Reproduce the line that contains "In the picture above, where can the wooden crucifix" and every line after it through the end of the records, exactly, with nothing added.
Start
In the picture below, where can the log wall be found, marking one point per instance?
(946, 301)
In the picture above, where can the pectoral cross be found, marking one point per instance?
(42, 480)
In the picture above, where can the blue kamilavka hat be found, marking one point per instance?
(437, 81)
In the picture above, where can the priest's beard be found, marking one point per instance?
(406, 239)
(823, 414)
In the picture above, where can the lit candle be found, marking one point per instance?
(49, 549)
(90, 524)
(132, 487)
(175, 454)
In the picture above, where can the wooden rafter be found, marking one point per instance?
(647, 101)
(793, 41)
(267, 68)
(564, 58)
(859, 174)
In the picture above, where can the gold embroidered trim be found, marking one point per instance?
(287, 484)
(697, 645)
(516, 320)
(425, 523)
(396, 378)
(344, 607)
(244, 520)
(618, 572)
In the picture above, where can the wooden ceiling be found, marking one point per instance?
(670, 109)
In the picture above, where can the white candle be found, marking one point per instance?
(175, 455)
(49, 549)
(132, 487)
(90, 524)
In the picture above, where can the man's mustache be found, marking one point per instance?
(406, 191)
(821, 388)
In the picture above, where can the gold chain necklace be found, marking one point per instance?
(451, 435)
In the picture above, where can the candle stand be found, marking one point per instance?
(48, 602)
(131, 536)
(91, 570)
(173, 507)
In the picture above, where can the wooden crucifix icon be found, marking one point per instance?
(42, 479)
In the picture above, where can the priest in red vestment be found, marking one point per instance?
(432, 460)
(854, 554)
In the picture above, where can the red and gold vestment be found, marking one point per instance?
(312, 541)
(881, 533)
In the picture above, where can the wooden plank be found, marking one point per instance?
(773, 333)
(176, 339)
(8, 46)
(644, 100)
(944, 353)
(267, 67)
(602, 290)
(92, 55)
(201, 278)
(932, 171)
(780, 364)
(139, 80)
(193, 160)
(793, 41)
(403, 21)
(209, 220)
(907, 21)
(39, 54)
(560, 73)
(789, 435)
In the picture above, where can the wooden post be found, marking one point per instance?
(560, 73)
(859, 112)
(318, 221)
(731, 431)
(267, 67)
End
- **Output of the task**
In the picture above, where can the wooden crucifix icon be found, marking one point per instance?
(42, 479)
In the picture above, where can the priest in red vestment be found, marking one point per instance?
(432, 460)
(854, 554)
In the picture above, where can the red and gold vestment be found, marking one point per instance?
(312, 541)
(881, 533)
In the picture above, where can the wooden plank be found, marking one point per instance?
(773, 333)
(176, 339)
(8, 46)
(644, 100)
(944, 353)
(267, 67)
(602, 290)
(92, 55)
(201, 278)
(932, 171)
(780, 364)
(139, 80)
(193, 160)
(793, 41)
(403, 21)
(209, 220)
(907, 21)
(39, 54)
(560, 73)
(789, 435)
In the picture above, where can the wooden post be found, marking one point per instance?
(560, 73)
(859, 112)
(318, 221)
(731, 431)
(267, 67)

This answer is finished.